=== Task details ===
Return the line containing "of the wristwatch" and every line after it through the end of the entries below, with no other lines.

=== Data listing ===
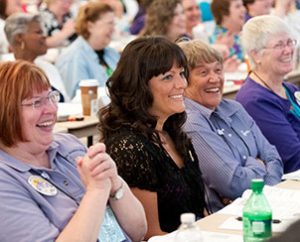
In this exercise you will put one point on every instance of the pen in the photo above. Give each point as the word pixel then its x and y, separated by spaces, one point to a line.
pixel 274 221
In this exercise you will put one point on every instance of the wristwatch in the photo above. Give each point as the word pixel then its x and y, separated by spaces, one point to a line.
pixel 119 193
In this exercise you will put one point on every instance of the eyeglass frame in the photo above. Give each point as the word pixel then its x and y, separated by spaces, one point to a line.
pixel 53 97
pixel 280 46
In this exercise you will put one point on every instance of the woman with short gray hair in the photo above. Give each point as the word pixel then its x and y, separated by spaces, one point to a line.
pixel 271 102
pixel 26 38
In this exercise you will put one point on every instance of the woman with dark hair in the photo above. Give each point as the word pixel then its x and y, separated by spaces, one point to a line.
pixel 142 130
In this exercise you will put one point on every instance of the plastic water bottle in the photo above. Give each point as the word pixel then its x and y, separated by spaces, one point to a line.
pixel 188 231
pixel 257 215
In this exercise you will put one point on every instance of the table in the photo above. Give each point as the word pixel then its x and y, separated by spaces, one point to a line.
pixel 86 128
pixel 212 222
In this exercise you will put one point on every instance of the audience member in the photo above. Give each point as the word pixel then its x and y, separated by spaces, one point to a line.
pixel 138 22
pixel 229 16
pixel 257 7
pixel 58 22
pixel 270 101
pixel 142 129
pixel 25 35
pixel 7 7
pixel 165 18
pixel 231 149
pixel 51 187
pixel 88 57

=== Output of the task ===
In this exercise you will put one point on every instance of the wristwatch in the photo above. Give each point as the word pixel then its x and y, separated by spaces, one point to a line.
pixel 119 193
In this exercise you will put one point on every instance of the eyeglass frame in the photo above. Give each point as the word pixel then its x and y, separated by spaces, one point to a line.
pixel 53 97
pixel 280 46
In this exercise you will put one point on every instance of the woman with short gray hair in the photo above. Give each point as the word pixel then its x and y, separated by spaces, one point to a line.
pixel 271 102
pixel 26 38
In this exercise you will put one point on every instance of the woman with dark hair in the photo above. Give each point as the word pixel then its x and y, separated by spaces, one point to a line.
pixel 142 130
In this exercise you will put one point on every instance of the plastic water bottle in the photo above. Give each point as the word pixel then its x and y, separated by spaces, one point to a line.
pixel 188 231
pixel 257 215
In this exercise you will put one point on every instance of the table in the photo above. Give each point as the word pixel then its x and y, separated by spaces, one point to a line.
pixel 86 128
pixel 212 222
In this exercise you will put one point on every instance of the audience member in the photo above. Give each point as the word pixel then its x and y, separated by spaces, one point to a line.
pixel 138 22
pixel 229 16
pixel 257 7
pixel 58 22
pixel 270 101
pixel 142 129
pixel 25 35
pixel 7 7
pixel 165 18
pixel 231 149
pixel 51 187
pixel 88 57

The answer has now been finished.